Arrange the lines from the one containing "Emit one marker per instance in this form: [(17, 25)]." through the one containing "[(103, 102)]", both included, as a JSON list of strings with one string per line and no blank lines.

**Items from a dataset**

--------------------

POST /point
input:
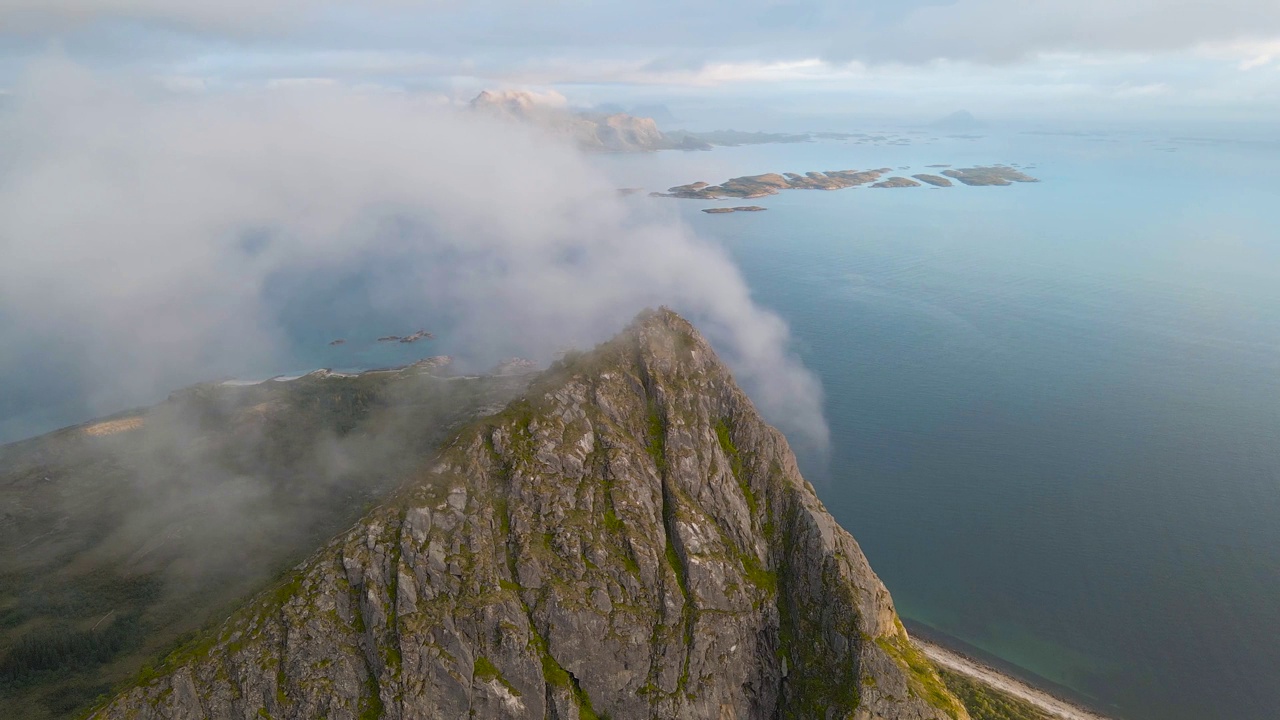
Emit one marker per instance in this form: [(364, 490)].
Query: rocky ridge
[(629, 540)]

--------------------

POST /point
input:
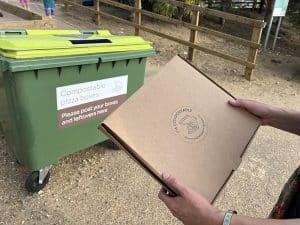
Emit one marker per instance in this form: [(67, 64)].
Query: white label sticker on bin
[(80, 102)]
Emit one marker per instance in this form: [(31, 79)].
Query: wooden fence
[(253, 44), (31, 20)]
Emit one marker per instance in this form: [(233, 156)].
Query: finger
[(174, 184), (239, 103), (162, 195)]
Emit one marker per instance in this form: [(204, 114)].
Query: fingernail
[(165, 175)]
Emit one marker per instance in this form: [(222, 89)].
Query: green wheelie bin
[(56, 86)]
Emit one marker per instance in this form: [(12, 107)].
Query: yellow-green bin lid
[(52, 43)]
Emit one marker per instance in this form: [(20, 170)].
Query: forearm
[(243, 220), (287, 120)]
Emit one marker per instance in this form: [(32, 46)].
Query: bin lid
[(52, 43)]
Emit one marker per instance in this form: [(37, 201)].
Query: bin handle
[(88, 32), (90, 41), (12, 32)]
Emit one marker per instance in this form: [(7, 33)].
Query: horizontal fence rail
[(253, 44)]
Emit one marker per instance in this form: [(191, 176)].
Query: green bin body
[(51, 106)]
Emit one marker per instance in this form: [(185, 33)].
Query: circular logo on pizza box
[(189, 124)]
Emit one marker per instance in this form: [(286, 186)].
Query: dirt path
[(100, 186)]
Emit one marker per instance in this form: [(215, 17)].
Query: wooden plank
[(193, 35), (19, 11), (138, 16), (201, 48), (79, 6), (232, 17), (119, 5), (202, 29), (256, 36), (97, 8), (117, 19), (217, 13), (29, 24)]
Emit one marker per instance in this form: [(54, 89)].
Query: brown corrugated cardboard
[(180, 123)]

--------------------

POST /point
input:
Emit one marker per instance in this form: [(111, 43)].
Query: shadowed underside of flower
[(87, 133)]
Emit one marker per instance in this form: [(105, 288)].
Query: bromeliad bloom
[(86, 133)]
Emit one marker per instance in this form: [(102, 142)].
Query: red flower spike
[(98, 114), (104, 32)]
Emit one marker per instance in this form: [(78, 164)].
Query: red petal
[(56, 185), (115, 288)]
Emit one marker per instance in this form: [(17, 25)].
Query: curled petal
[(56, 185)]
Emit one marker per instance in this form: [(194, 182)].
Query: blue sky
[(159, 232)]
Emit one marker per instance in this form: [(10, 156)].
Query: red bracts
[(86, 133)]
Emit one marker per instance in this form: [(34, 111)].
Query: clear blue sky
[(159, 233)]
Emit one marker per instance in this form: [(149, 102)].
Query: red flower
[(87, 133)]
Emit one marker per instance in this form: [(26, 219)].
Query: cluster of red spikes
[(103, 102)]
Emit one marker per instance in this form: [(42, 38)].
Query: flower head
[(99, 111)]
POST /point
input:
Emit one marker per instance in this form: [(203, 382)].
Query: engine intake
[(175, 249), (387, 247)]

--------------------

**Answer in full**
[
  "Emit one marker per instance in this form: [(17, 25)].",
  "Query: curled petal",
  "[(56, 185)]",
  "Emit one marker per instance in this form: [(194, 182)].",
  "Query: blue sky",
  "[(159, 232)]",
  "Emit one marker per instance in this form: [(10, 156)].",
  "Query: red bracts",
  "[(86, 133)]",
  "Emit one marker per instance in this form: [(34, 111)].",
  "Query: clear blue sky",
  "[(159, 233)]",
  "Emit one marker per instance in this form: [(149, 102)].",
  "Query: red flower",
  "[(87, 133)]",
  "Emit one marker per instance in this form: [(26, 219)].",
  "Query: cluster of red spikes",
  "[(103, 102)]"
]